* Exercise instructions: Transcribe the material in full, exactly as written.

[Dataset rows]
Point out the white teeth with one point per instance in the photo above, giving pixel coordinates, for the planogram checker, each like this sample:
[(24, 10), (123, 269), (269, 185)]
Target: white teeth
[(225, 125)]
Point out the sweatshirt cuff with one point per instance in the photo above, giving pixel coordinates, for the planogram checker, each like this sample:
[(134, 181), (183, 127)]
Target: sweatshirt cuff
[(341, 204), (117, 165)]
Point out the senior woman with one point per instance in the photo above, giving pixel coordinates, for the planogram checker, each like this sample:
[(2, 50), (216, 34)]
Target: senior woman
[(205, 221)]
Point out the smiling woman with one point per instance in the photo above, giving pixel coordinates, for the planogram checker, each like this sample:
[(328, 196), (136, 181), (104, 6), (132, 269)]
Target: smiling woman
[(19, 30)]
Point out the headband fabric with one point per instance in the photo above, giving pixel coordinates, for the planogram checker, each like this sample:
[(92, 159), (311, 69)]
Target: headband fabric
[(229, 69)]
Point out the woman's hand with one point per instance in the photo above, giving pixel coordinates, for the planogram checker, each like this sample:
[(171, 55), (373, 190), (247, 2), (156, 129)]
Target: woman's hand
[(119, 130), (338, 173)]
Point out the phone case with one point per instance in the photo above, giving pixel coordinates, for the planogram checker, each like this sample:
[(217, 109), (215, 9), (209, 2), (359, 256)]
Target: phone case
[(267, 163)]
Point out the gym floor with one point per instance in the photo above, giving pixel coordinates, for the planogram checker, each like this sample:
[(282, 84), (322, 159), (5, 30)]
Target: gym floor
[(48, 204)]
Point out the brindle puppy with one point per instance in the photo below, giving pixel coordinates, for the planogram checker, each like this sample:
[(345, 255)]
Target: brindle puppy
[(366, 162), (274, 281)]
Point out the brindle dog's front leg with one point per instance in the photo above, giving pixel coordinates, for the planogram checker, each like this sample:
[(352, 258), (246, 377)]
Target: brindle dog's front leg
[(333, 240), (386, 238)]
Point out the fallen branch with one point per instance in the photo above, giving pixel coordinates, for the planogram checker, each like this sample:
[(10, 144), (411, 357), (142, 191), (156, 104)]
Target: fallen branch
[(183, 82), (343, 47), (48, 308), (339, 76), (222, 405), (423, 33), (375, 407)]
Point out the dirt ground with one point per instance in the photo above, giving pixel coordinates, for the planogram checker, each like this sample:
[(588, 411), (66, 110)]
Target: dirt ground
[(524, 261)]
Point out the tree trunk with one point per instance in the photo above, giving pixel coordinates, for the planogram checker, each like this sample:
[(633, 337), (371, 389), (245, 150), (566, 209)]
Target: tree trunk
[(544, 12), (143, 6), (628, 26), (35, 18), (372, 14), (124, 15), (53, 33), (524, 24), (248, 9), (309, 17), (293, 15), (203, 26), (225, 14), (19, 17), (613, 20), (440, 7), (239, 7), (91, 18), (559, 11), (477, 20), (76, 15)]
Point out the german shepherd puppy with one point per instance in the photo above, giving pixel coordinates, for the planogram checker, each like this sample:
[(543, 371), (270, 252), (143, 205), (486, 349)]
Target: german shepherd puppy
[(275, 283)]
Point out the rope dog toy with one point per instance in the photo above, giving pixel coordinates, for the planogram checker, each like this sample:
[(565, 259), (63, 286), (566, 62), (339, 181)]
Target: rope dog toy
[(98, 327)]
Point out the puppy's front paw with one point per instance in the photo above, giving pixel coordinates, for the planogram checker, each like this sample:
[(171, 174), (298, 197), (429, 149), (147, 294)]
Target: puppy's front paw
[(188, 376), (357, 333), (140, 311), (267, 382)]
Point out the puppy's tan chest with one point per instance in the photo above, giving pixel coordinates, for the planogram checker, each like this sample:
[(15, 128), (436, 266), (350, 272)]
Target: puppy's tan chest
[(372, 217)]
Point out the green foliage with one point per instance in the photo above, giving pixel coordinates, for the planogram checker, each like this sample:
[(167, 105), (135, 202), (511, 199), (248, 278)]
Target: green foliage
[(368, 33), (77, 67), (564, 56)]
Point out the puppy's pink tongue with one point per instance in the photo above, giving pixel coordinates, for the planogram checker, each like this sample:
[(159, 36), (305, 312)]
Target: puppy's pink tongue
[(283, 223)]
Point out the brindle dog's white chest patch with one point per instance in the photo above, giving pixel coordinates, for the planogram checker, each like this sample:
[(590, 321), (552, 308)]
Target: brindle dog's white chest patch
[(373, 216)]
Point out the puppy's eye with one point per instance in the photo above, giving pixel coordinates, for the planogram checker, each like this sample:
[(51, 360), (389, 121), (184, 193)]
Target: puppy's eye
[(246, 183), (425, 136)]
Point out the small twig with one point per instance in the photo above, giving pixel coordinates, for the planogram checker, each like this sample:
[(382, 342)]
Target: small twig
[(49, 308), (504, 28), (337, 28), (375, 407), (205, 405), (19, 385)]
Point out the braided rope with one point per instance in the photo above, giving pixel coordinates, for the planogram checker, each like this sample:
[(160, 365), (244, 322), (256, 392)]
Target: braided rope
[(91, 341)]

* The solution:
Point out the white teeth with one point per instance in the photo above, giving pixel coordinates, for the planogram checker, each like this sample:
[(24, 10), (123, 269), (269, 185)]
Target: white teeth
[(225, 125)]
Point out the sweatshirt cuff with one point per instance in the photo above, giving pixel coordinates, for the planogram checker, each like this sample:
[(134, 181), (183, 127)]
Target: sweatshirt cuff
[(341, 204), (117, 165)]
Point out the senior woman with one point per instance in the photo above, giving pixel coordinates, for the planogram checker, each like this sample:
[(2, 50), (216, 34)]
Target: senior woman
[(205, 221)]
Point out the smiling woman with one point per instance in the photo above, giving pixel coordinates, for the planogram checker, each like this sample:
[(328, 196), (136, 181), (104, 6), (132, 269)]
Target: smiling woman
[(19, 30)]
Point out the headband fabric with one point per instance in the photo above, giving pixel coordinates, for the planogram checker, each like this sample:
[(92, 159), (311, 69)]
Target: headband fabric
[(229, 69)]
Point out the woman's hand with one point per instance in the photo above, giving pixel coordinates, for the planogram checker, each like this sample:
[(171, 55), (373, 190), (247, 2), (156, 129)]
Target: woman's hand
[(119, 130), (338, 173)]
Point out the phone case with one point per instance in the photo above, giving pixel coordinates, for the planogram checker, each like this sample:
[(217, 109), (215, 9), (209, 2), (359, 256)]
Target: phone case
[(267, 163)]
Point out the gym floor with one point per instance in the photo above, giving pixel coordinates, for the planogram checker, each like this sample:
[(282, 84), (322, 159), (5, 30)]
Target: gym floor
[(48, 204)]
Point out the brindle puppy with one point per instance in the photo below, giving pixel coordinates, for the planogram checker, each like this sample:
[(345, 255)]
Target: brindle puppy
[(366, 162), (274, 281)]
Point out the brindle dog's front leg with one point per instance in the photo above, giving pixel coordinates, for the planogram checker, each like this sample:
[(352, 258), (246, 377)]
Target: brindle dog's front leg
[(333, 240), (386, 238)]
Point out the fallen branch with one point per instance in the photo above, giving pixel coordinates, for the planogram checker, each like this sample:
[(10, 144), (411, 357), (142, 191), (156, 104)]
Target: fallen branch
[(183, 82), (343, 47), (48, 308), (339, 76), (222, 405), (423, 33), (375, 407)]
Point out the dirt ground with one point per instance in the photo above, giving pixel coordinates, for the planogram checker, each like this sample:
[(588, 411), (66, 110)]
Target: dirt ground
[(524, 261)]
Point out the tree trunk with one point per instance in the photo above, giving pixel coordinates, for the planogram checker, each like this sample:
[(633, 337), (371, 389), (245, 150), (566, 209)]
Target: tree trunk
[(544, 12), (143, 6), (628, 26), (35, 18), (372, 14), (124, 15), (53, 33), (524, 24), (248, 9), (309, 17), (293, 15), (203, 26), (225, 14), (19, 17), (613, 20), (440, 7), (239, 7), (91, 18), (559, 11), (477, 20), (76, 15)]
Point out the german shepherd puppy with one point per instance in the photo above, giving pixel coordinates, for the planogram checker, each like this sample:
[(543, 371), (270, 252), (143, 205), (486, 349)]
Target: german shepherd puppy
[(275, 283)]
Point out the rope dog toy with one point per instance in the photo above, giving pixel coordinates, for the planogram checker, each like this sample:
[(565, 259), (63, 286), (566, 62), (339, 181)]
Target: rope dog toy
[(98, 327)]
Point out the puppy's front paw with one point per instance in the photo above, giving pixel coordinates, for the planogram checker, each like this sample:
[(171, 174), (298, 197), (429, 149), (147, 294)]
Target: puppy's front paw
[(188, 376), (357, 333), (140, 311), (267, 382)]
Point out the puppy's tan chest with one point per instance in the photo above, giving pixel coordinates, for the planogram checker, each like this sample:
[(15, 128), (436, 266), (350, 272)]
Target: puppy's tan chest
[(372, 217)]
Point out the green foliage with one point per instance in the photo above, giving pixel coordinates, for the planogram checker, each like this sample:
[(167, 105), (135, 202), (511, 199), (248, 278)]
Target: green foliage
[(368, 33), (77, 67), (564, 56)]
Point out the puppy's pink tongue with one point per instance in the photo above, giving pixel coordinates, for the planogram checker, each like this sample:
[(159, 36), (305, 312)]
Target: puppy's pink tongue
[(283, 223)]
Point out the brindle dog's white chest patch with one point per instance in the photo above, giving pixel coordinates, for the planogram checker, each like this sample:
[(590, 321), (552, 308)]
Target: brindle dog's white chest patch
[(373, 216)]
Point out the puppy's eye with one point per instance in the photo above, giving pixel coordinates, for the planogram checker, each like this sample:
[(51, 360), (389, 121), (184, 193)]
Target: puppy's eye
[(246, 183), (425, 136)]
Point out the small twig with one point per instance in the photo above, giving pixel coordinates, for the planogram checker, each like this sample:
[(382, 342)]
Target: small twig
[(49, 308), (504, 28), (337, 28), (375, 407), (205, 405), (19, 385)]
Point out the braided rope with one point per instance in the photo above, giving pixel coordinates, for the planogram checker, each like this sample:
[(160, 365), (244, 322), (256, 392)]
Target: braided rope
[(91, 341)]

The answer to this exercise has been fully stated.